--- Direction ---
Retype the whole listing verbatim and keep the pictures out of it.
— START Data lines —
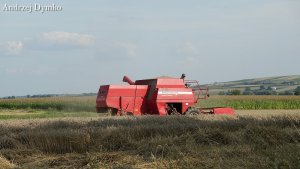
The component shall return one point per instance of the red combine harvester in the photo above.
(159, 96)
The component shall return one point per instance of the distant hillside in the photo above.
(285, 85)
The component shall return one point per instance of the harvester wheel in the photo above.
(112, 111)
(192, 111)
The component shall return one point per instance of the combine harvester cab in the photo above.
(158, 96)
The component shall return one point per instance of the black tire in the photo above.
(192, 111)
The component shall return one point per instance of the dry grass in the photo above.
(251, 139)
(5, 164)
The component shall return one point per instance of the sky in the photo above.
(75, 46)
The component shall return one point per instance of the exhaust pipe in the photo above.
(129, 81)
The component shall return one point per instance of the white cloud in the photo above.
(188, 48)
(129, 48)
(61, 38)
(14, 47)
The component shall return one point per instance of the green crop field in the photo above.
(66, 132)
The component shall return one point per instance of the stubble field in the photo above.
(66, 133)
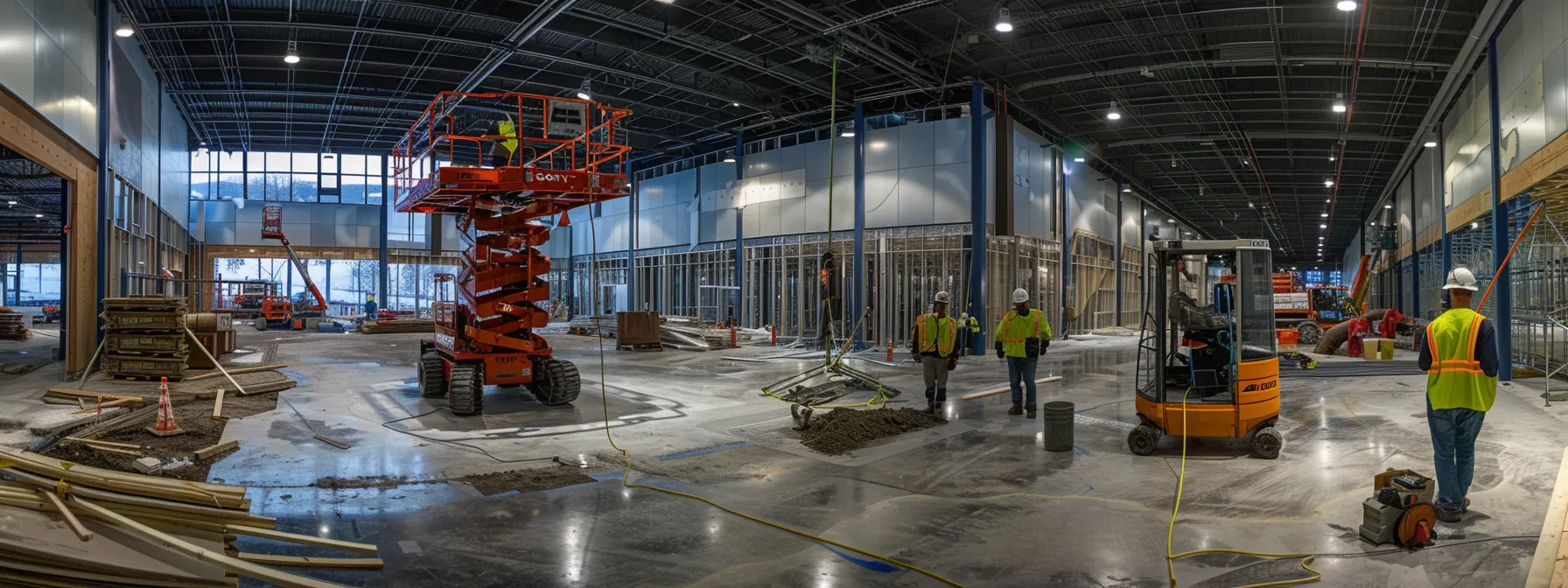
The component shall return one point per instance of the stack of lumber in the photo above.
(74, 526)
(11, 326)
(144, 338)
(399, 325)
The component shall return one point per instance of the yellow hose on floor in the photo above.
(1170, 532)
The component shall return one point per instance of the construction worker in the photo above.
(1459, 350)
(1021, 338)
(502, 150)
(934, 339)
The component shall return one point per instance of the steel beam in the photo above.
(977, 239)
(1501, 237)
(858, 283)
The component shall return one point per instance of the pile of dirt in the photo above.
(845, 430)
(528, 480)
(201, 430)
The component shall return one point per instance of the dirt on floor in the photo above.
(845, 430)
(521, 480)
(176, 452)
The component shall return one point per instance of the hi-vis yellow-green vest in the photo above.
(934, 332)
(1455, 378)
(1015, 330)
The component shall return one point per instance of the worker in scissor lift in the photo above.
(502, 150)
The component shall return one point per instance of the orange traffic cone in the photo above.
(165, 425)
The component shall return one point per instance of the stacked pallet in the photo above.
(144, 338)
(11, 326)
(212, 332)
(397, 325)
(71, 526)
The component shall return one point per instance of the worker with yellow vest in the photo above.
(1021, 339)
(934, 348)
(502, 150)
(1459, 350)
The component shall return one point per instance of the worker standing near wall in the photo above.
(1021, 339)
(1459, 350)
(934, 336)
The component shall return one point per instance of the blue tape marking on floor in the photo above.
(1118, 402)
(872, 565)
(704, 451)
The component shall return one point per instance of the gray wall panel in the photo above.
(882, 200)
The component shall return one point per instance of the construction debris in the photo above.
(399, 325)
(71, 524)
(11, 326)
(845, 430)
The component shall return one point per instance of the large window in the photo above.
(287, 178)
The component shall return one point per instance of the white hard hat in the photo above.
(1462, 278)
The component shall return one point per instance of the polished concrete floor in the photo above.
(977, 500)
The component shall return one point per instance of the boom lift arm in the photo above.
(273, 228)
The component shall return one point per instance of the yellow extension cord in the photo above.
(1170, 532)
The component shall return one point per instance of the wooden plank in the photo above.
(1548, 565)
(71, 520)
(234, 372)
(243, 568)
(303, 540)
(207, 452)
(312, 562)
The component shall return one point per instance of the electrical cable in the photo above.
(626, 474)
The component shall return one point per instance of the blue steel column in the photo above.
(977, 241)
(101, 273)
(1501, 235)
(1120, 223)
(631, 241)
(858, 284)
(740, 273)
(1415, 251)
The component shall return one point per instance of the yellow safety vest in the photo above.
(510, 129)
(934, 332)
(1455, 378)
(1013, 332)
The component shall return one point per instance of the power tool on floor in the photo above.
(1399, 510)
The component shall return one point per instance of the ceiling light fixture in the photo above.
(1004, 21)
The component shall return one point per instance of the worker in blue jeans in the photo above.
(1021, 339)
(1459, 350)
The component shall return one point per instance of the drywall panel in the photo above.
(918, 196)
(882, 200)
(918, 144)
(882, 150)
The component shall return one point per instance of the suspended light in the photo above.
(1004, 21)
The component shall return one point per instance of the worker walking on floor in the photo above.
(1459, 350)
(934, 336)
(1021, 339)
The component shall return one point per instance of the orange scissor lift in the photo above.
(571, 158)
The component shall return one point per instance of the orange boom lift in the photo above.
(500, 186)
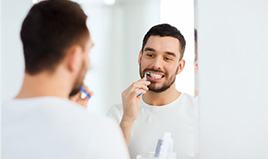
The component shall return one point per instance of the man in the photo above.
(42, 122)
(162, 108)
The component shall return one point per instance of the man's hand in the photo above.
(131, 99)
(78, 97)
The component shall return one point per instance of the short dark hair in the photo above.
(165, 30)
(49, 28)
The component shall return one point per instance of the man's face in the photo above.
(161, 57)
(84, 68)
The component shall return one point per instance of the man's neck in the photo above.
(44, 84)
(161, 98)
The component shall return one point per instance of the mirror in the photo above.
(117, 28)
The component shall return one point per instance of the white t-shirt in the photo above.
(54, 128)
(180, 118)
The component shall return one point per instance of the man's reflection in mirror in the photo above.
(152, 105)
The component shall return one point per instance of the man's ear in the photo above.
(181, 66)
(74, 58)
(139, 58)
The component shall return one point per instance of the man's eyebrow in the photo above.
(149, 49)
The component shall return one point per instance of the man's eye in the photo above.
(149, 55)
(167, 58)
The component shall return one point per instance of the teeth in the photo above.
(156, 76)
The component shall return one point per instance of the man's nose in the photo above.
(157, 63)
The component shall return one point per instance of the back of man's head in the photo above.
(49, 29)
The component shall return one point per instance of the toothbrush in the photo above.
(146, 74)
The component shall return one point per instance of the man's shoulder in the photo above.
(116, 112)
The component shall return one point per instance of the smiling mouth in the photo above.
(154, 76)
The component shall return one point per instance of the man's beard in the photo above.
(167, 84)
(79, 81)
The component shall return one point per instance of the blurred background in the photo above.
(232, 44)
(117, 28)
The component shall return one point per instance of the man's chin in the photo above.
(158, 89)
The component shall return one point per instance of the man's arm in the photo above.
(131, 99)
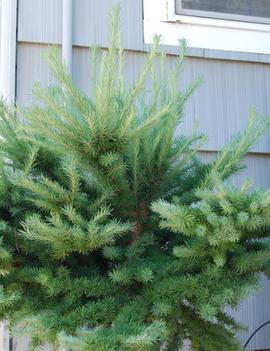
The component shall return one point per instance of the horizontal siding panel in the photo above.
(220, 105)
(40, 21)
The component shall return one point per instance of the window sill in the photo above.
(220, 37)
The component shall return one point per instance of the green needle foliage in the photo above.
(113, 234)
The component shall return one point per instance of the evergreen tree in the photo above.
(114, 235)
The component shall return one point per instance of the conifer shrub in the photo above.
(114, 234)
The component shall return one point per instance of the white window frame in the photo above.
(201, 32)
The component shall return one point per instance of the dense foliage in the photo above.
(114, 235)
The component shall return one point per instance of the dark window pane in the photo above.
— END Data lines —
--- Output for this exercise ---
The component shall return one point per instance of the red combine harvester in the photo above.
(159, 96)
The component shall return one point per instance of the distant hillside in the photo above.
(285, 85)
The component shall return one point per instance of the harvester wheel in the photo above.
(112, 111)
(192, 111)
The component shall return one point per instance of the combine harvester cab in the photo above.
(158, 96)
The component shall return one point per instance of the black tire in the photo above.
(192, 111)
The component shall return one point per instance of the dry grass in the photo above.
(251, 139)
(5, 164)
The component shall return one point per instance of the sky in the photo above.
(75, 46)
The component shall return one point per instance of the exhaust pipe in the photo above.
(129, 81)
The component shall return one point per instance of the white cloud in the photo above.
(188, 48)
(129, 48)
(61, 38)
(14, 47)
The component shall return one point per instance of the green crop field in the photo above.
(66, 132)
The component shall return one point per instance of the stubble field in the photo above.
(66, 133)
The component shall return one point per instance of the stack of lumber in the photo above.
(74, 526)
(11, 326)
(144, 338)
(399, 325)
The component shall return one point per instance of the yellow hose on floor in the photo above.
(1170, 532)
The component shall return one point per instance of the construction worker in the photo above.
(1459, 350)
(1021, 338)
(502, 150)
(934, 339)
The component shall return one point per instance of the steel beam in the photo above.
(977, 239)
(1501, 237)
(858, 283)
The component shall return one point per instance of the pile of dirt in the photo above.
(845, 430)
(528, 480)
(201, 430)
The component shall return one point per instance of the dirt on floor in the photo above.
(845, 430)
(521, 480)
(176, 452)
The component shall return one point per instance of the hi-vis yellow-green vest in the photo above.
(934, 332)
(1455, 378)
(1015, 330)
The component shall return one point per instance of the worker in scissor lift in the photo above.
(502, 150)
The component shall return one point per instance of the orange traffic cone in the photo above.
(165, 425)
The component shall return one point per instance of the stacked pallet in the photo above.
(144, 338)
(11, 326)
(212, 332)
(397, 325)
(71, 526)
The component shall return one point per instance of the worker with yellow vest in the photo above.
(1021, 339)
(934, 348)
(502, 150)
(1459, 350)
The component shall return one point per instance of the worker standing near wall in the photo above.
(1021, 339)
(1459, 350)
(934, 336)
The component shall return one point per instance of the blue tape marking on floor in the photo above.
(1118, 402)
(872, 565)
(704, 451)
The component shall return one point per instance of the gray wall panel in the photo above.
(882, 200)
The component shall return one point per instance of the construction debris in the photo above.
(399, 325)
(71, 524)
(11, 326)
(845, 430)
The component shall return one point per instance of the large window in the photo above.
(287, 178)
The component shall return one point per instance of the white hard hat in the photo above.
(1462, 278)
The component shall return one point per instance of the polished concrete floor in the photo above.
(977, 500)
The component shall return one point per instance of the boom lift arm in the photo above.
(273, 228)
The component shall return one point per instance of the yellow extension cord in the photo above.
(1170, 532)
The component shall return one point per instance of the wooden plank in the photo above.
(1548, 565)
(71, 520)
(234, 372)
(243, 568)
(303, 540)
(207, 452)
(312, 562)
The component shall return one point per instance of the electrical cable in the photo above.
(626, 474)
The component shall return one point per instance of the blue steel column in the photo above.
(977, 241)
(101, 273)
(1501, 235)
(1120, 223)
(631, 241)
(858, 284)
(740, 273)
(1415, 251)
The component shall return one point per instance of the yellow safety vest in the photo above.
(510, 129)
(934, 332)
(1455, 378)
(1013, 332)
The component shall return one point per instance of the power tool on floor in the photo above.
(1399, 510)
The component shall return one point per instance of the ceiling light fixture in the photo above.
(1004, 21)
The component shall return one point per instance of the worker in blue jeans in the photo above.
(1021, 339)
(1459, 350)
The component shall return one point per instance of the drywall panel in the photo above.
(918, 196)
(882, 200)
(918, 144)
(882, 150)
The component shall return one point per instance of the suspended light in the photo above.
(1004, 21)
The component shall return one point per instance of the worker walking on floor in the photo above.
(1459, 350)
(934, 336)
(1021, 339)
The component shall return one point per instance of the orange scissor lift in the photo above.
(571, 158)
The component shall return one point per instance of the orange boom lift in the photo above.
(500, 186)
The component shall return one point per instance of the man in the photo above.
(42, 122)
(162, 108)
The component shall return one point per instance of the man's hand in the photo above.
(131, 99)
(78, 97)
The component shall return one point per instance of the short dark hair in the photo above.
(165, 30)
(49, 28)
The component shall return one point per instance of the man's face in the photo above.
(161, 57)
(84, 68)
The component shall return one point per instance of the man's neck in the photo above.
(44, 84)
(161, 98)
The component shall return one point per instance of the mirror in the photo above.
(117, 28)
The component shall return one point per instance of the white t-shirt in the photo above.
(54, 128)
(180, 118)
The component shall return one point per instance of the man's reflection in mirror in the photo above.
(152, 105)
The component shall return one point per instance of the man's ear in the photo above.
(181, 66)
(74, 58)
(139, 58)
The component shall return one point per instance of the man's eyebrow in the photo above.
(149, 49)
The component shall return one point per instance of the man's eye in the photo above.
(149, 55)
(167, 58)
The component shall return one point per instance of the teeth in the photo above.
(156, 76)
The component shall return one point per instance of the man's nose in the photo above.
(157, 63)
The component shall return one point per instance of the back of man's head in the photo above.
(49, 29)
The component shall return one point per instance of the toothbrush in the photo above.
(146, 74)
The component shall return one point per instance of the man's shoulder in the photo above.
(116, 112)
The component shall return one point per instance of the smiling mouth in the photo above.
(154, 76)
The component shall return one point per instance of the man's beard in the photo above.
(167, 84)
(79, 81)
The component shall return one point per instance of the blurred background in the photo above.
(232, 44)
(117, 28)
The component shall return one point per instance of the man's chin in the photo above.
(158, 89)
The component shall return one point per instance of the man's arm in the photo above.
(131, 99)
The component shall return one point per instance of the horizontal siding panel in the photo above.
(220, 105)
(40, 21)
The component shall return one point per instance of the window sill in the photo above.
(220, 37)
The component shall return one point per instance of the green needle foliage in the photo above.
(113, 234)
The component shall return one point per instance of the evergreen tree in the photo above.
(114, 235)
The component shall return one point per instance of the conifer shrub in the photo above.
(114, 234)
The component shall return one point per instance of the white window frame in the photo above.
(201, 32)
The component shall return one point per instance of the dense foliage in the photo above.
(114, 235)
The component shall return one point per instance of the dark window pane in the photo above.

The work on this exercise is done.